> **WRITTEN EXERCISE**
Exactly the lines from the one containing "Target: plate rim" through the end of the data below are to be reproduced, and nothing besides them.

start RECORDS SUPPLIED

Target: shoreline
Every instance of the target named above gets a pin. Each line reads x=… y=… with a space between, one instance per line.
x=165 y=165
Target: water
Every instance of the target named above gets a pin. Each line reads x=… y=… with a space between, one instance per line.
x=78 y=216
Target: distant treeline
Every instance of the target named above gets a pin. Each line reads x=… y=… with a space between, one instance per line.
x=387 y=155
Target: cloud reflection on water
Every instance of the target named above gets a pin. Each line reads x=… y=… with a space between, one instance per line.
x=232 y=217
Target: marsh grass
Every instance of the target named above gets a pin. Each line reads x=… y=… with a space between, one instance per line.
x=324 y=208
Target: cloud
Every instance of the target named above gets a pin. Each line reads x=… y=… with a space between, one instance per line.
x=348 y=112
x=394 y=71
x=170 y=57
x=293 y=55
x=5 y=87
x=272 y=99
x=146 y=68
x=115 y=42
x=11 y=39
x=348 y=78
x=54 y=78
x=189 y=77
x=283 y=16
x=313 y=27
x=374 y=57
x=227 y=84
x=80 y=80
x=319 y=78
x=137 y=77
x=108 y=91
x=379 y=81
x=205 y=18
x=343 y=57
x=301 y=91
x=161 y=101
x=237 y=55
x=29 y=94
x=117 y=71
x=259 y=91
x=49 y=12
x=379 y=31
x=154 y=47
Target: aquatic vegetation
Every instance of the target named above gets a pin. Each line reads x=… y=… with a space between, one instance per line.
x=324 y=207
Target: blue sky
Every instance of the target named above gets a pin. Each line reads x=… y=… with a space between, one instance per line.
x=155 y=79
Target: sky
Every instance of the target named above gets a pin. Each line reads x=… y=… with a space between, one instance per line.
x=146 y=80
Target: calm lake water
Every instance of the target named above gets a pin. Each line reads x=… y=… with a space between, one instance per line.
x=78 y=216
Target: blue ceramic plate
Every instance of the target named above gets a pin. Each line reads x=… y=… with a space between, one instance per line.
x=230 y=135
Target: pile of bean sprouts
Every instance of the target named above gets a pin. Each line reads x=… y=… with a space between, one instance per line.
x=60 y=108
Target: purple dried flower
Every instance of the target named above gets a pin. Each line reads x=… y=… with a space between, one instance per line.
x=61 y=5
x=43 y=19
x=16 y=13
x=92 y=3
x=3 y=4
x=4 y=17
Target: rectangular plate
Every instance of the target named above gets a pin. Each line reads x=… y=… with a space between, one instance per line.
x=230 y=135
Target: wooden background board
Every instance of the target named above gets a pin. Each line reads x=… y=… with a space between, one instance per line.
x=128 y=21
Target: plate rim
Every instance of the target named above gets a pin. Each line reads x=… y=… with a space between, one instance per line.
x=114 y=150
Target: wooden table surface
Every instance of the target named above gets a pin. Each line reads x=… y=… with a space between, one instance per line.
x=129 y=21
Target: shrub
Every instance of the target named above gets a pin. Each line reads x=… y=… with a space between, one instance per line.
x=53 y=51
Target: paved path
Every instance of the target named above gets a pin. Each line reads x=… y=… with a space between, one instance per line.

end RECORDS SUPPLIED

> **WRITTEN SOLUTION**
Target: plate rim
Every instance of the target named above gets a pin. Each line reads x=… y=… with a space between, one instance per line.
x=114 y=150
Target: wooden table surface
Every instance of the target named above gets a pin. Each line reads x=… y=… with a space between, one instance per line.
x=129 y=21
Target: shrub
Every instance of the target named above gets a pin. Each line reads x=… y=… with a space between, one instance per line.
x=53 y=51
Target: paved path
Every instance of the target named above gets a pin. Each line reads x=… y=… with a space between, one instance per line.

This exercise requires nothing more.